PASSAGE
-- Start --

The term "loose" in poker refers to players who are willing to play a wide number of hands before the flop – the more hands played the "looser" the player. If several loose players get together a table can form where most pots are played multi-way, at least in the early stages. Here is where we need to make a distinction based on the passive or aggressive nature of the players at the table.

At a loose / passive table many players will call or limp with a wide range of holdings before the flop – creating small pots with many players still involved. At a loose / aggressive table players are more likely to raise and re-raise before the flop, creating large pots with a moderate amount of players involved.

Loose aggressive tables can easily be the most profitable tables to play at if you use the correct strategy.

These 2 types of loose table require different strategies in order to win. The important factor is knowing how to tell what kind of table you are joining before sitting down.

Using lobby figures to identify loose poker tables.

Statistics available in poker site lobbies usually show two key numbers. These are the number of players seeing each flop, and the average size of each pot. Loose tables will have anywhere between 40% and 60% of players per flop. Aggressive tables will have a much larger average pot size than the passive tables.

Strategy for playing at loose poker tables.

Strategy for playing at loose poker tables can be split up in to two sections based on the type of loose players who you are up against.

  1. Playing at a loose / passive table.
  2. Playing at a loose / aggressive table.

Loose / passive table strategy.

Strategy adjustments for loose passive tables often depend on the willingness of individual opponents to call large raises before the flop. There will usually be a gap between the hands that opponents are willing to limp and those that they will call a raise with. By their very nature passive opponents are more likely to call raises than re-raise you – so the first point is to tread carefully when you are called.

At a passive table the chances of being re-raised before the flop are smaller than at aggressive tables. This means it is possible to limp with more hands that have high implied odds value such as small pairs and suited connectors. These types of hands play well in multi-way pots.

After you flop a monster hand be careful not to blow your passive opponents out of the pot with big raises. Unless the board is particularly draw-heavy you should instead pick a bet size (see bet sizing) that is likely to be called – building the pot gradually so as to be paid the maximum.

The main problem with playing at passive tables is that it is slightly harder to build big pots.

Playing premium pairs at a passive table should usually involve raising to thin the field. Too small a raise can easily induce several of your loose opponents to enter the pot behind you with speculative holdings. This can be a disaster for a pair of aces if a dangerous flop comes. The ideal strategy to win at a loose / passive table is to become tight and aggressive – yet limp in with those hands with high implied-odds value as the situation warrants.

-- End --

DATA PROVIDED
-- Start --

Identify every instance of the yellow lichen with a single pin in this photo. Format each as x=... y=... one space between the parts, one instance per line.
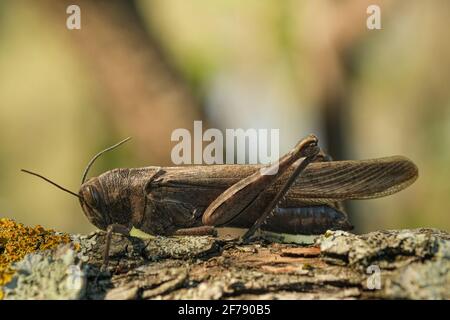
x=17 y=240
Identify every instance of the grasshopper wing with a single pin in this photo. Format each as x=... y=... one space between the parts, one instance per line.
x=362 y=179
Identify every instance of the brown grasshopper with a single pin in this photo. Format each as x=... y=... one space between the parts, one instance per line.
x=192 y=200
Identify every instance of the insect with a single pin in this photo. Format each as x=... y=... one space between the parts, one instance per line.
x=301 y=193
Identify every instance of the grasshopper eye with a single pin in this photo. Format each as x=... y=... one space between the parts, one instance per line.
x=95 y=196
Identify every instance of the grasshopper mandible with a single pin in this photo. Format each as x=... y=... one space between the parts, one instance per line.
x=300 y=194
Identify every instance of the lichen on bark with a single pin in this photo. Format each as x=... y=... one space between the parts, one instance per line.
x=409 y=264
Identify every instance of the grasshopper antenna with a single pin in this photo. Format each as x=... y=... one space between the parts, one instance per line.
x=53 y=183
x=89 y=165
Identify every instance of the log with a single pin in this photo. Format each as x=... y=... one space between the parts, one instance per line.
x=393 y=264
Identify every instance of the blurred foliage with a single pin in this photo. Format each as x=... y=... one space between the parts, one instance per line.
x=252 y=64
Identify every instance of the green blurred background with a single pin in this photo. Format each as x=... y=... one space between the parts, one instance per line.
x=144 y=68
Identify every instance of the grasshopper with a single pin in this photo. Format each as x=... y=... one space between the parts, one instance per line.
x=301 y=193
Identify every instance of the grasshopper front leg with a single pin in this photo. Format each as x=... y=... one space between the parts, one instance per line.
x=241 y=196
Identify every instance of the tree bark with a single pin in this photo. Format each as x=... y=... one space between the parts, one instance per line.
x=396 y=264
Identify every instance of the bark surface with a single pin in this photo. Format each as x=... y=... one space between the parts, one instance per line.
x=406 y=264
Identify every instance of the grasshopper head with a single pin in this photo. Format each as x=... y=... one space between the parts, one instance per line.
x=104 y=199
x=92 y=201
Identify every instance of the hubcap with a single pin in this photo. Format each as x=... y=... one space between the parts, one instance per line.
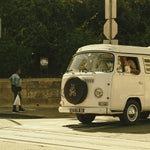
x=132 y=113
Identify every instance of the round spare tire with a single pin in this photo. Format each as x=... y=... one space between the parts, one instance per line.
x=75 y=90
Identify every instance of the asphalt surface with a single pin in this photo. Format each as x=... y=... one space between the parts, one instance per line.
x=33 y=113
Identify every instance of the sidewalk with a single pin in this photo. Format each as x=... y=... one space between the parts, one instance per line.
x=33 y=113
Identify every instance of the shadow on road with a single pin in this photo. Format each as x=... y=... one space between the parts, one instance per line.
x=142 y=127
x=33 y=113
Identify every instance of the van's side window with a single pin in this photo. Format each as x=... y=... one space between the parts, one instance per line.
x=147 y=65
x=128 y=65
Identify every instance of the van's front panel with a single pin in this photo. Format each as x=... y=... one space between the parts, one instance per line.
x=95 y=70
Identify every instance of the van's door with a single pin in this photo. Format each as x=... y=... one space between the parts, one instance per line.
x=146 y=62
x=126 y=82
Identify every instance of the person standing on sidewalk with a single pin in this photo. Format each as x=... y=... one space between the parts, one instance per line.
x=16 y=88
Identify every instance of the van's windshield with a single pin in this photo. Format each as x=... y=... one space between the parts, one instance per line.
x=92 y=62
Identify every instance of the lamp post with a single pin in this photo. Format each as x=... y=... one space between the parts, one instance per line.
x=110 y=27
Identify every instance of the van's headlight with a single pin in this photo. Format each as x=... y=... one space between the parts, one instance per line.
x=98 y=92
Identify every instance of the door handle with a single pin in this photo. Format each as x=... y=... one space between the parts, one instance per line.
x=140 y=82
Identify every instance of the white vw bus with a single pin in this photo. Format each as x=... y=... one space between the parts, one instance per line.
x=107 y=80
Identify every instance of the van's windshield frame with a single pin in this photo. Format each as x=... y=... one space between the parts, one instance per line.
x=92 y=62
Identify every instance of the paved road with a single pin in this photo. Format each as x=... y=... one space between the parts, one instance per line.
x=106 y=133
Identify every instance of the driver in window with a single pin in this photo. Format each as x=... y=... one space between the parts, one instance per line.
x=129 y=66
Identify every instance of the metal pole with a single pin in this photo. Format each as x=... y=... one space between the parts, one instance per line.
x=110 y=20
x=0 y=27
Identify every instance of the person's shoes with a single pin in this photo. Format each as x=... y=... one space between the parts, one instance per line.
x=14 y=111
x=21 y=109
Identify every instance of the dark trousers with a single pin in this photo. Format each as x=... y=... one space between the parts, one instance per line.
x=15 y=90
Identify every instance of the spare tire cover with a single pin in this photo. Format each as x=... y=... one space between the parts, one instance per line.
x=75 y=90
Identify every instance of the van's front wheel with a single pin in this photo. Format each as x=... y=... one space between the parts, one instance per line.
x=85 y=118
x=131 y=113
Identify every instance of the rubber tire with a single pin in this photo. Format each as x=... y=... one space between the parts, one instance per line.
x=85 y=118
x=124 y=117
x=80 y=88
x=144 y=115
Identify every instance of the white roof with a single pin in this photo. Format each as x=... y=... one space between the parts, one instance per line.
x=116 y=49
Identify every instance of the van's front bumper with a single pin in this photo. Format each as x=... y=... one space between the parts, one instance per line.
x=84 y=110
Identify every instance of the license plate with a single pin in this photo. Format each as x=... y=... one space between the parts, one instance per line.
x=76 y=110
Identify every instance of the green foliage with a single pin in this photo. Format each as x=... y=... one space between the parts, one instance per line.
x=32 y=29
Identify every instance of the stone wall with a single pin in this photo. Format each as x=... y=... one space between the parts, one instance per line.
x=35 y=92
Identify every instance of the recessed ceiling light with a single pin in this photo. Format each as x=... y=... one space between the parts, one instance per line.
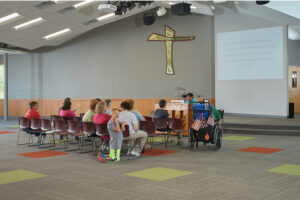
x=56 y=34
x=29 y=23
x=105 y=16
x=59 y=1
x=86 y=2
x=9 y=17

-- End --

WRITTEN INSTRUCTION
Using the passage on loose poker tables, say whether each statement agrees with it, answering yes or no and quoting the deciding words. 1. Loose tables have between 40% and 60% of players seeing each flop. 2. At a loose / aggressive table, pots tend to be small with many players involved. 3. Passive opponents are more likely to re-raise than to call a raise.

WRITTEN SOLUTION
1. Yes: "Loose tables will have anywhere between 40% and 60% of players per flop."
2. No: "creating large pots with a moderate amount of players involved."
3. No: "passive opponents are more likely to call raises than re-raise you"